- WHAT YOU SHOULD DO -
In the listing below, retype the stretch that starts with the line containing "For every instance of the weathered" and ends with the line containing "pixel 140 37", including both of those lines. Leave the pictures out of your copy.

[Start INPUT ROWS]

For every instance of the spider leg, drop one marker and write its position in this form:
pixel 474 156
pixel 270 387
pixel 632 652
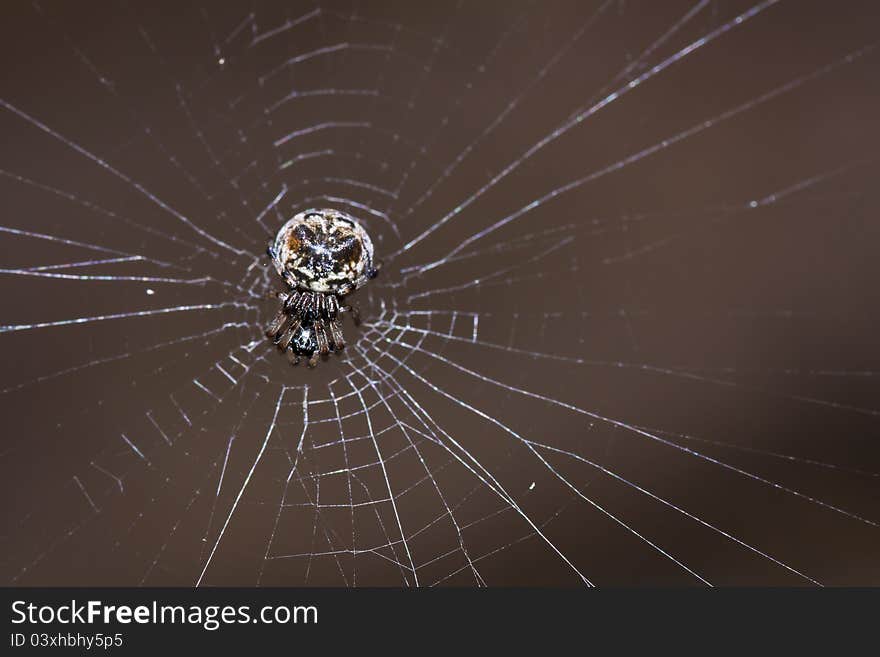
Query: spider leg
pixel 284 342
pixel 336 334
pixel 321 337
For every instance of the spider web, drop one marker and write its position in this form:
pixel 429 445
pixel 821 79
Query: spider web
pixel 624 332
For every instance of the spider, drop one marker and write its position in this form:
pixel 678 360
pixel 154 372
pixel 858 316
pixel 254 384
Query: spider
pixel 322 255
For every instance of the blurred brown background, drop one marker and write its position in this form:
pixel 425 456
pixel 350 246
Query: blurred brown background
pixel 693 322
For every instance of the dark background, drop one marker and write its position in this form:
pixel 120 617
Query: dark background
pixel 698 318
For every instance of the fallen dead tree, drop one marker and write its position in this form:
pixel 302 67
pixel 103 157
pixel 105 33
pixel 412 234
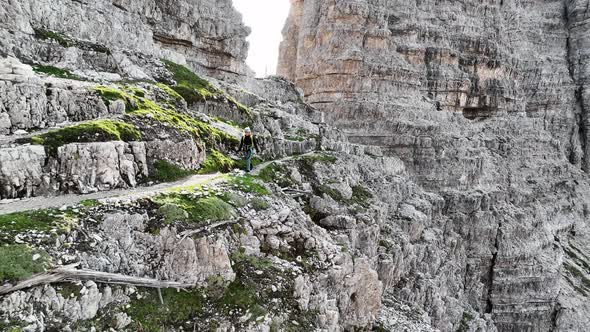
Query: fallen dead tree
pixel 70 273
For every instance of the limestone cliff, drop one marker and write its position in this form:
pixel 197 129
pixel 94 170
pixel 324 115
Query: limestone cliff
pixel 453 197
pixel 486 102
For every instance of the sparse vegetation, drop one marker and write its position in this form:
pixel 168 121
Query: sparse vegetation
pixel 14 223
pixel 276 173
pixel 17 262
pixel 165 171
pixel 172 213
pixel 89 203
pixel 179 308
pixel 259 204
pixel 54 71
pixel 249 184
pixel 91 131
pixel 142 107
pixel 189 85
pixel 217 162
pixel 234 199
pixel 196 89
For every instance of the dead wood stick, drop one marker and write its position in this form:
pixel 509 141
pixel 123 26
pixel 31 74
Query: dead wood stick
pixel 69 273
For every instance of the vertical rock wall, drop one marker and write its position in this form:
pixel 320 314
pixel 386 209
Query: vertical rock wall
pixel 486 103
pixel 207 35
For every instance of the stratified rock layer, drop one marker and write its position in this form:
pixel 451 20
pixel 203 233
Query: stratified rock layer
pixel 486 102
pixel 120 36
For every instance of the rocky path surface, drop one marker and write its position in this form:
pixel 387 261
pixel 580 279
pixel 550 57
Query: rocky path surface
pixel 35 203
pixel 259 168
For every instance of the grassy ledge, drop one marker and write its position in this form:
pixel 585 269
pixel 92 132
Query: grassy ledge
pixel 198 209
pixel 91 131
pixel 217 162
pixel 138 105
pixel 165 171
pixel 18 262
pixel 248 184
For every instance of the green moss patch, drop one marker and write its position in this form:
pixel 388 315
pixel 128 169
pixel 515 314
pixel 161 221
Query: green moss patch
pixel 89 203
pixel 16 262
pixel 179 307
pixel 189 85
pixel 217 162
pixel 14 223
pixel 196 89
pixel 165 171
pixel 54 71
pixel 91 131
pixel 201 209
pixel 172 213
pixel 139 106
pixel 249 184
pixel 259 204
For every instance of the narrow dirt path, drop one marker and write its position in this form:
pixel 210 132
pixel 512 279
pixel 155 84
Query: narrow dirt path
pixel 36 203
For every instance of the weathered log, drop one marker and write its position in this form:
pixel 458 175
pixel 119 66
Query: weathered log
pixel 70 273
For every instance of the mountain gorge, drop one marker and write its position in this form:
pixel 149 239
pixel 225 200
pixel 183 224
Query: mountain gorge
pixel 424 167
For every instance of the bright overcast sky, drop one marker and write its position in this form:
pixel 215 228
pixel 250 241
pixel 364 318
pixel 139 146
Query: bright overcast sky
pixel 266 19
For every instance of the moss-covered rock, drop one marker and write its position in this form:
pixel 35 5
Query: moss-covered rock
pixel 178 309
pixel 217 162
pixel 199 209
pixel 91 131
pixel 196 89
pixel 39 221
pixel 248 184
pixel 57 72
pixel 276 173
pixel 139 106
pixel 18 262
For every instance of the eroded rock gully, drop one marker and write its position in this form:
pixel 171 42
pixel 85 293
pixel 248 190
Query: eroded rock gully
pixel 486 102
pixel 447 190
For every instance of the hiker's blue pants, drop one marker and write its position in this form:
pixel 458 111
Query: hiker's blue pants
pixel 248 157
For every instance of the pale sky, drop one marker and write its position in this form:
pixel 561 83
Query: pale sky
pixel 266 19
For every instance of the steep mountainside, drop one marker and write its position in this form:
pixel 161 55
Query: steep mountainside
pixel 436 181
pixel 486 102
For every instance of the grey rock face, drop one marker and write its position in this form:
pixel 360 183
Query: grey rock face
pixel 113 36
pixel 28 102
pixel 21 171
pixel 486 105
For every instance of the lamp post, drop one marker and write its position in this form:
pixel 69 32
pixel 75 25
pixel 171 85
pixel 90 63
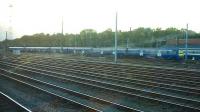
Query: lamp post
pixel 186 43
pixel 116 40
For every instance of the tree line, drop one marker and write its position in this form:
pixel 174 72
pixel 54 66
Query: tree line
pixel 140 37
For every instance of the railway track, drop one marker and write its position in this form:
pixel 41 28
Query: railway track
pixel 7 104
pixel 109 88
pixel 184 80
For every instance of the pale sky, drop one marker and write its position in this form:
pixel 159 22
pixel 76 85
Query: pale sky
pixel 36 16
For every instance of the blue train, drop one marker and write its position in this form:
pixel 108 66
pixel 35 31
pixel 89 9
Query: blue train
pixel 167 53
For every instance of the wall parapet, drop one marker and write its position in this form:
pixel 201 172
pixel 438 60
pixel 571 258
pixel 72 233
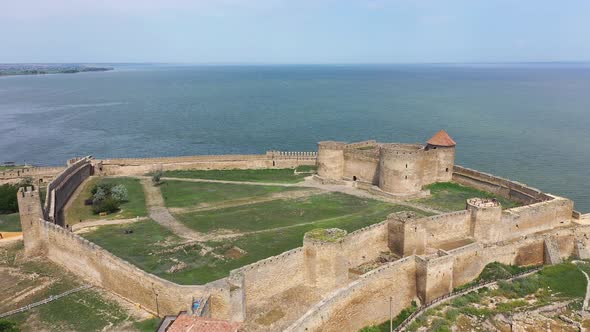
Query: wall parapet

[End INPUT ROWS]

- ANSWER FOR THIS EXERCISE -
For every instance of the weathered log, drop one marker and write its position in this form:
pixel 458 175
pixel 119 66
Query: weathered log
pixel 70 273
For every instance of the mountain gorge, drop one marker and write its position in this form:
pixel 149 239
pixel 225 200
pixel 183 224
Query: mountain gorge
pixel 424 167
For every instance of the bright overcast sky, drop one marker and write its position in this form:
pixel 215 228
pixel 250 241
pixel 364 318
pixel 139 146
Query: bright overcast sky
pixel 266 19
For every instance of the moss-covered rock, drop one marker and write its position in this form:
pixel 35 5
Query: moss-covered rock
pixel 178 309
pixel 217 162
pixel 199 209
pixel 91 131
pixel 196 89
pixel 39 221
pixel 248 184
pixel 57 72
pixel 276 173
pixel 139 106
pixel 18 262
For every instance of the eroded rock gully, drop one marker and write its position in this form:
pixel 171 42
pixel 85 293
pixel 248 190
Query: eroded rock gully
pixel 486 102
pixel 447 190
For every instance of the hiker's blue pants, drop one marker and write its position in this form:
pixel 458 111
Query: hiker's blue pants
pixel 248 157
For every instance of the pale sky, drop one marker and write its position in this form:
pixel 561 83
Query: pale sky
pixel 266 19
For every instance of the steep mountainside, drop one marker and write its position in this form:
pixel 161 55
Query: steep mountainside
pixel 436 181
pixel 486 102
For every instance of the grey rock face, drop one marker and write its position in this form:
pixel 360 183
Query: grey rock face
pixel 113 36
pixel 28 102
pixel 21 171
pixel 486 105
For every instance of the lamp post, drop one marker and write its position in this form:
pixel 69 32
pixel 75 25
pixel 171 85
pixel 90 63
Query: lamp post
pixel 186 43
pixel 116 40
For every instance of the tree line, drop one marker and write its position in this form:
pixel 174 72
pixel 54 66
Query: tree line
pixel 140 37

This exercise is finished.